## Textauszug
● ● ● ● ● ● ●

Eine Schwerbehinderung hat nicht nur Auswirkungen auf die körperliche und mentale Verfassung der Betroffen. Auch der Berufsalltag ist mit einer schweren Behinderung schwierig zu meistern.
Mitarbeitende mit schweren Behinderungen bringen in vielen Fällen besondere Bedürfnisse, auch am Arbeitsplatz, mit. Ist ein Arbeitsplatz auf diese Bedürfnisse nicht ausgelegt, müssen Unternehmen diesen Nachteil beheben. Für diesen Ausgleich der Nachteile gibt der Gesetzgeber einige Rechte vor, die für die besonderen Bedürfnisse von schwerbehinderten Arbeitnehmern ausgelegt sind. Dies beinhaltet besonderen Schutz angefangen bei der Bewerbung bis hin zur Kündigung.

● ● ● ● ● ● ●

## Gestellte Aufgabe A
Gib den Textauszug über Schwerbehinderung im Berufsalltag von „Mitarbeitende mit schweren“ bis einschließlich „hin zur Kündigung.“ wortgetreu wieder.

## Datensätze
● ● ● ● ● ● ●

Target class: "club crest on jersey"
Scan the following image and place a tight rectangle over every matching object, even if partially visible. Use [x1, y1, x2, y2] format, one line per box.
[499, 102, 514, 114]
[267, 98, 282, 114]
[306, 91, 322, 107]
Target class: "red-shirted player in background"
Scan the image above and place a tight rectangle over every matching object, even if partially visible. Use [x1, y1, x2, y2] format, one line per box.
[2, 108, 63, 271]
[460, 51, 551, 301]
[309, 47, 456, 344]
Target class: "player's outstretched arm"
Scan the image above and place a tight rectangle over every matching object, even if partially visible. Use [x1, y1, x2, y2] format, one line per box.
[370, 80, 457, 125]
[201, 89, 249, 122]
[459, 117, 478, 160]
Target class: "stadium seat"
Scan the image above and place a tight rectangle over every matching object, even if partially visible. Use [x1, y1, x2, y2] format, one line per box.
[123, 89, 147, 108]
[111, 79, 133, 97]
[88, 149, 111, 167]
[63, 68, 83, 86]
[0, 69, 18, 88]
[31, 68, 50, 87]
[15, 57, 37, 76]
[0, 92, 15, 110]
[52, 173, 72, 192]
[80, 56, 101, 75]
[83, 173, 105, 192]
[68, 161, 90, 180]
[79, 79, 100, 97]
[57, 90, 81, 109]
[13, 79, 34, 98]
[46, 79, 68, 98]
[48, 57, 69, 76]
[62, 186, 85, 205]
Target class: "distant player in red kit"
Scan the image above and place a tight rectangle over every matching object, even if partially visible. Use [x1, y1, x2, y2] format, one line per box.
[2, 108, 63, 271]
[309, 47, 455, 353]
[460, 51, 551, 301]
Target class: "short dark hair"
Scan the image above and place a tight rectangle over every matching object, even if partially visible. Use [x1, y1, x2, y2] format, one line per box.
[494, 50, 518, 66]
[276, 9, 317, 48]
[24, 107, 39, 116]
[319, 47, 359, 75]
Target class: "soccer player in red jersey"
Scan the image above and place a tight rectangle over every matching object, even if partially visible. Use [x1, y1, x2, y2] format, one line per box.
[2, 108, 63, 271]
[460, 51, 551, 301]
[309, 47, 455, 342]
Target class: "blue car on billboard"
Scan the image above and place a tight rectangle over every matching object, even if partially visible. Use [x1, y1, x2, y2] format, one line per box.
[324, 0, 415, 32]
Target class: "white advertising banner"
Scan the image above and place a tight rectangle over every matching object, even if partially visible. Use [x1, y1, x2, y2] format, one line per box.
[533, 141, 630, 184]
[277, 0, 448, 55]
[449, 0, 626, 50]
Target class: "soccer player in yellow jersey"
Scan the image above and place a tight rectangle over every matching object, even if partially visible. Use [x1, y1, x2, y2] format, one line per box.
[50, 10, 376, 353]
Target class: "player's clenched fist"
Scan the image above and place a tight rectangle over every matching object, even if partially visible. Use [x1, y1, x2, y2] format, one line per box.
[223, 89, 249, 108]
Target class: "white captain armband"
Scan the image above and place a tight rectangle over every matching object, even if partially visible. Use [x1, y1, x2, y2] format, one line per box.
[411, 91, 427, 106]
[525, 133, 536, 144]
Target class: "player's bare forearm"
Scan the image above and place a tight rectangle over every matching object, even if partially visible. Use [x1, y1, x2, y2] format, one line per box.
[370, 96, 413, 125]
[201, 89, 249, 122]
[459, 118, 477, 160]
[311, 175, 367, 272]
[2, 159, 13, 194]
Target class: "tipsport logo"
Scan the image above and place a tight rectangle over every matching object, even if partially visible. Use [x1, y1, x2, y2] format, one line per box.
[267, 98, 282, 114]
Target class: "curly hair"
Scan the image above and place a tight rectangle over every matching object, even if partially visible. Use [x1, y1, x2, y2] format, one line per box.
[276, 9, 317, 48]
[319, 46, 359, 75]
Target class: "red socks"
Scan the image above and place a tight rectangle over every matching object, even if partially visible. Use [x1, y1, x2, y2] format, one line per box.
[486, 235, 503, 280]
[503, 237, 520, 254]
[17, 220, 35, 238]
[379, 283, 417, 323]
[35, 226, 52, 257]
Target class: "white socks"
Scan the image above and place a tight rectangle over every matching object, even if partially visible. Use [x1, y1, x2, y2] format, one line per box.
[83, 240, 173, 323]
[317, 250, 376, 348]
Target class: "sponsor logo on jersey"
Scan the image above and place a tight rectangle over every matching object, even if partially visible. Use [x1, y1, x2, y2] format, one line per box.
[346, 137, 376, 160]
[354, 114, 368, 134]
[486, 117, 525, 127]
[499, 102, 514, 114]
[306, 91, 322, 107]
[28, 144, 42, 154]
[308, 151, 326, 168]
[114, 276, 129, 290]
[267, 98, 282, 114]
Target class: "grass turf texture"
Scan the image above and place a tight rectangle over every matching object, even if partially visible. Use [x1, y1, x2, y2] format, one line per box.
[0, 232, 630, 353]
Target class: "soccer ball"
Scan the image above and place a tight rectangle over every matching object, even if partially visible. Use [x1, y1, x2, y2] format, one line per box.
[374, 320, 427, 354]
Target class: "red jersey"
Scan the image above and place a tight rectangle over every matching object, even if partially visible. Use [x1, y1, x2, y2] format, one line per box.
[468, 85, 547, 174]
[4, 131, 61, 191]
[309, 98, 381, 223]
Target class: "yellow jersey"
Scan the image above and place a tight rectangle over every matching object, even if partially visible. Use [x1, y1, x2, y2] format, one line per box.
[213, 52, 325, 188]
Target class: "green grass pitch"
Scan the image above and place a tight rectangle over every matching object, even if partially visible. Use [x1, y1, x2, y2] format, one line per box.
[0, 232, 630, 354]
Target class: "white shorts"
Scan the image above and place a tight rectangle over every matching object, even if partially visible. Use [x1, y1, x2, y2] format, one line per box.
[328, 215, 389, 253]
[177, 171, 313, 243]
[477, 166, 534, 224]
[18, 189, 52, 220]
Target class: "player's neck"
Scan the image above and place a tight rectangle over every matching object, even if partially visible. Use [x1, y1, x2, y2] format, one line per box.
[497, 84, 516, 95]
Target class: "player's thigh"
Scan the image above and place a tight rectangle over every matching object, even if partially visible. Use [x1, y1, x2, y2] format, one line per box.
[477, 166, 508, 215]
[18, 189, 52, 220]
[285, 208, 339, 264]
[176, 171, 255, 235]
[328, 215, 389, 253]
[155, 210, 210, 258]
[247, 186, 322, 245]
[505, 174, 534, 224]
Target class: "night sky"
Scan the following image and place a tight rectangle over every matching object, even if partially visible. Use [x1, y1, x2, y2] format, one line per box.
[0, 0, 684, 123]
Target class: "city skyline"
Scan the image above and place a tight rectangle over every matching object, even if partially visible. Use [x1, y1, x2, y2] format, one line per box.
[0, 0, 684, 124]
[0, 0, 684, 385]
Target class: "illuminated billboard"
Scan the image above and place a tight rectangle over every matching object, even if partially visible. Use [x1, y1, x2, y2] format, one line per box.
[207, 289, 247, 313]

● ● ● ● ● ● ●

## Gestellte Aufgabe B
Gib an, wie viele Zeilen der Datensätze die Zeichenfolge „billboard“ enthalten, wobei Groß- und Kleinschreibung zählt. Nenne nur die Zahl.

## Ergebnis A
Mitarbeitende mit schweren Behinderungen bringen in vielen Fällen besondere Bedürfnisse, auch am Arbeitsplatz, mit. Ist ein Arbeitsplatz auf diese Bedürfnisse nicht ausgelegt, müssen Unternehmen diesen Nachteil beheben. Für diesen Ausgleich der Nachteile gibt der Gesetzgeber einige Rechte vor, die für die besonderen Bedürfnisse von schwerbehinderten Arbeitnehmern ausgelegt sind. Dies beinhaltet besonderen Schutz angefangen bei der Bewerbung bis hin zur Kündigung.

## Ergebnis B
2